● The request
The line containing "For every instance of the black skate" marks the start; return it and every line after it in the listing below, exactly, through the last.

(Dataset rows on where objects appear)
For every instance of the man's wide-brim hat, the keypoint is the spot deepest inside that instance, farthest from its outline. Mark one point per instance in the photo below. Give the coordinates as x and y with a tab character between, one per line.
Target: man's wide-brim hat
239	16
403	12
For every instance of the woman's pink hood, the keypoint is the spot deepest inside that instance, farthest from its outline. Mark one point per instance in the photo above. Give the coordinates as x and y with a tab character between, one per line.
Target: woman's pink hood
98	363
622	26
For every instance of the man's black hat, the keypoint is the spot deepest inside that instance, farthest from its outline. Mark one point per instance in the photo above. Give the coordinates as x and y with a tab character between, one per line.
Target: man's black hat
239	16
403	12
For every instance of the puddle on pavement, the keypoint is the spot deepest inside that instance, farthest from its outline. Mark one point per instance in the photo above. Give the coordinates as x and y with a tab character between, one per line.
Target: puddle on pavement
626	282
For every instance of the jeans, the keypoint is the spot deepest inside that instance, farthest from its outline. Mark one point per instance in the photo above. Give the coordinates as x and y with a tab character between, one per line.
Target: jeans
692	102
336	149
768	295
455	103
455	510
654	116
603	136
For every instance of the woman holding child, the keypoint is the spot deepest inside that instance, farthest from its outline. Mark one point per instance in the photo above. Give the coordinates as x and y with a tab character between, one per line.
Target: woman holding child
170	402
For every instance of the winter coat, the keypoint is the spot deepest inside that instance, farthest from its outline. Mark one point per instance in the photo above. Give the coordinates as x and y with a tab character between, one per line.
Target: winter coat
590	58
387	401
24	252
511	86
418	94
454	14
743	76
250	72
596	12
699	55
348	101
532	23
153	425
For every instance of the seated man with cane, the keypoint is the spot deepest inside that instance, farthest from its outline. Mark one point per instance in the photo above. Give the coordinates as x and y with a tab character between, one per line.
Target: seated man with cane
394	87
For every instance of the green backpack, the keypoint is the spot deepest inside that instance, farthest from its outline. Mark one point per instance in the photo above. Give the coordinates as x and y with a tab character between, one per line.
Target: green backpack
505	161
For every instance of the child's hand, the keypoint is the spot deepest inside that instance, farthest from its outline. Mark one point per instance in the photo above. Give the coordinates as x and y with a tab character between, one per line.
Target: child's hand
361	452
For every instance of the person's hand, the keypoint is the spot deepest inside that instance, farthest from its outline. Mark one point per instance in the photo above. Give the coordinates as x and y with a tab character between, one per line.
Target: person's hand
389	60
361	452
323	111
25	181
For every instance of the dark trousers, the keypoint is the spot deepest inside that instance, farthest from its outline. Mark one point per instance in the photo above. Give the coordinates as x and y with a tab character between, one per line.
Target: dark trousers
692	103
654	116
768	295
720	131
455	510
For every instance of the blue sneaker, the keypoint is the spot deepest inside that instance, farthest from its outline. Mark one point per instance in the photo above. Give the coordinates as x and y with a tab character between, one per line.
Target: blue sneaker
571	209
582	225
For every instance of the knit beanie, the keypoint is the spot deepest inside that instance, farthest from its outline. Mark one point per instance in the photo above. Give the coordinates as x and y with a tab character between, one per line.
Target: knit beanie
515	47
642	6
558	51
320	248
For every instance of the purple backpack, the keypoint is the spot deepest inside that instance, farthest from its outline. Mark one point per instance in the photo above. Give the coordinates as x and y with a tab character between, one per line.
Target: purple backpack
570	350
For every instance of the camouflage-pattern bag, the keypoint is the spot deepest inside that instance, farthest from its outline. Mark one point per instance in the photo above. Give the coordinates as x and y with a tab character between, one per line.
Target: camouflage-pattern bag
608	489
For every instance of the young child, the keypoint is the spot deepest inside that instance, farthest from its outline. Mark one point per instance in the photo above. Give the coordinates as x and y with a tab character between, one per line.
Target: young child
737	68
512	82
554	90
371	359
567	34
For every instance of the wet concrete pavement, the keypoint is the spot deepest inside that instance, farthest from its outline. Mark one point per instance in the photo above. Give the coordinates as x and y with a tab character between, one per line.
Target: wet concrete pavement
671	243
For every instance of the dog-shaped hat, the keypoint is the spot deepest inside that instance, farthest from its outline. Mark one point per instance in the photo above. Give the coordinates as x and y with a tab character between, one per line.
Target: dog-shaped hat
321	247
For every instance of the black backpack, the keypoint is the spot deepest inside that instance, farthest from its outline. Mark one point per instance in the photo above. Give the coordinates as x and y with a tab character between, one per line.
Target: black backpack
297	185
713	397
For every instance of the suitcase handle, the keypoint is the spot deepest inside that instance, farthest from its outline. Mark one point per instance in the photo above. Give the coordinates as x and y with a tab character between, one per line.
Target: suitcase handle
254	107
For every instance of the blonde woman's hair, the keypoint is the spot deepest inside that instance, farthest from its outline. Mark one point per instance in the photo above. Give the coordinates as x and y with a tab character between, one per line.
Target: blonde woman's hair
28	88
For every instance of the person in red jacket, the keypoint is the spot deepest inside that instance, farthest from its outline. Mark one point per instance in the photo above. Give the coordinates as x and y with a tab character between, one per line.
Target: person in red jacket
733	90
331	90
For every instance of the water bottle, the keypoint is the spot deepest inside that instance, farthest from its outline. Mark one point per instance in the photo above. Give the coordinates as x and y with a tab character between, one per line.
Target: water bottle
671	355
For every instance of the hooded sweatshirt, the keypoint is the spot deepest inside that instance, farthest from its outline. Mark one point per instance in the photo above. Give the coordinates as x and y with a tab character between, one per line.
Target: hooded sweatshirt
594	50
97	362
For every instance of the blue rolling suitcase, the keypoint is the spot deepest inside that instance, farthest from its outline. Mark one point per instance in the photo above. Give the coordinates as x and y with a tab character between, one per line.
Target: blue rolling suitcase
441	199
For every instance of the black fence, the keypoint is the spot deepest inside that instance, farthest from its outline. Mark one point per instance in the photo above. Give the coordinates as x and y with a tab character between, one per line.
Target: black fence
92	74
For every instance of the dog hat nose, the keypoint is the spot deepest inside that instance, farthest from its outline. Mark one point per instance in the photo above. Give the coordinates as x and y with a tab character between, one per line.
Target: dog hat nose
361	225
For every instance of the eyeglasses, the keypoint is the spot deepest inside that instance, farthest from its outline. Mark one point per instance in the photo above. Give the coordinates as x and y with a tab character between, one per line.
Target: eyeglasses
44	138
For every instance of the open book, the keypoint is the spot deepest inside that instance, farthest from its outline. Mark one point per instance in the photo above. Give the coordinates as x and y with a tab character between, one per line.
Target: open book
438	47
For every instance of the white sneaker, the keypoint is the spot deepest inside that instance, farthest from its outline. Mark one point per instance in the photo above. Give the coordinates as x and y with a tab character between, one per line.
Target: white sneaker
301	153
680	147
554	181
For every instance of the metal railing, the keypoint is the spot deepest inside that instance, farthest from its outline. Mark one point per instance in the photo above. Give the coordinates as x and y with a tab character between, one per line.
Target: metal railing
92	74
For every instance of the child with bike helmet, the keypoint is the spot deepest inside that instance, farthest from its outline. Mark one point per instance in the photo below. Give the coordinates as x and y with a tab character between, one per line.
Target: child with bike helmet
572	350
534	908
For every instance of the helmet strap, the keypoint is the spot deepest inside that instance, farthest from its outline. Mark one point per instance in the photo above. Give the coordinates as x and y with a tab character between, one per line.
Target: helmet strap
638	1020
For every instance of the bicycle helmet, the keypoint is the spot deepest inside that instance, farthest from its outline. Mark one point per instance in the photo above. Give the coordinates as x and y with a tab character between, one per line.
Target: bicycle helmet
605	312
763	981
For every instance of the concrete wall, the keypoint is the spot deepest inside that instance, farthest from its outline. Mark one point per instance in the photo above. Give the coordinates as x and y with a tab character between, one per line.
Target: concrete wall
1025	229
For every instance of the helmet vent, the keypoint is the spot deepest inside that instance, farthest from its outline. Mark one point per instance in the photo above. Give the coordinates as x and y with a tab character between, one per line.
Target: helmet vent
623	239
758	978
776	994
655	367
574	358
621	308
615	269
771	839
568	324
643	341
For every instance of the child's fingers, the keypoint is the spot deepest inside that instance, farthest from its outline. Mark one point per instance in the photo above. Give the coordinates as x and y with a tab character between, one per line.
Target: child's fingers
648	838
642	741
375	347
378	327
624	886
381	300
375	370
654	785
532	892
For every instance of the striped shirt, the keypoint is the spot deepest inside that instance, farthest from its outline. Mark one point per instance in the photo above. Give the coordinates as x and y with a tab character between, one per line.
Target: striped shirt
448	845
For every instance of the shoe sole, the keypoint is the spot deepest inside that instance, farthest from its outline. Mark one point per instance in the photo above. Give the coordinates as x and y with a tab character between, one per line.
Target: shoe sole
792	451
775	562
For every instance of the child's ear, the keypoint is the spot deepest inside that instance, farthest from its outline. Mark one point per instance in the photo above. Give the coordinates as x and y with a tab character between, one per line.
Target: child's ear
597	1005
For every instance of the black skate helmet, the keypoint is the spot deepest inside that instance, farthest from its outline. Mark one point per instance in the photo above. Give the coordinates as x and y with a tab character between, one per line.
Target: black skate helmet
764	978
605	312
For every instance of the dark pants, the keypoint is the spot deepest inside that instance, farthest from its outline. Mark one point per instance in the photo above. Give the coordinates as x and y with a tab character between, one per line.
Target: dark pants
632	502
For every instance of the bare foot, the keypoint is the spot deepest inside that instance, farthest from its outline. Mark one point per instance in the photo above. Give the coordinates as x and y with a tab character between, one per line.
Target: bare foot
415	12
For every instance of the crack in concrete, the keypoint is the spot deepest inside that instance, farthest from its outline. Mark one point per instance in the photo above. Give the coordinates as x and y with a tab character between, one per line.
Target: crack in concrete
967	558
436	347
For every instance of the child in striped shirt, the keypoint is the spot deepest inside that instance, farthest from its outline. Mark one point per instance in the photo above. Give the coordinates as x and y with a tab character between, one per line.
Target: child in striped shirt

● Result
For every instance of the black skate helmet, the keypoint is the spot deepest inside that instance, farthest from its outline. Mark one point per instance in the photo above. Give the coordinates as x and y with a tab character between, one per line.
Target: black skate helmet
764	978
605	312
For every instance of the dark pants, the keypoint is the spot deepest inside that instance, farthest from its outline. Mark one point per instance in the photo above. Give the coordinates as x and y with a tab character between, one per line.
Target: dark pants
632	502
For every instance of the bare foot, the keypoint is the spot deepest inside that instance, farthest from its outline. Mark one point per instance in the photo above. Give the coordinates as x and y with a tab character between, one per line.
Target: bare foot
415	12
For every instance of the crack in concrete, the keypoint is the spot deepest inside that instance, farthest from its outline. Mark one point per instance in the photo above. Give the coordinates as x and y with a tab character between, one per line.
Target: crack in concrete
967	558
436	347
For every instance of the child in striped shirt, the keypoint is the spot deepest inside that instance, farthest from its outline. Mark one point per instance in the photo above. Give the coordinates as x and y with a tab character between, one per line.
Target: child in striped shirt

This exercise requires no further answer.